== TASK ITEM ==
Each of the following records is to be output exactly.

Point localization data:

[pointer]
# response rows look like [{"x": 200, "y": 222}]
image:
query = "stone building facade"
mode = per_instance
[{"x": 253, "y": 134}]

== OUTPUT FOR THIS EXERCISE ==
[pointer]
# response rows look like [{"x": 200, "y": 222}]
image:
query = "stone building facade"
mode = per_instance
[{"x": 253, "y": 134}]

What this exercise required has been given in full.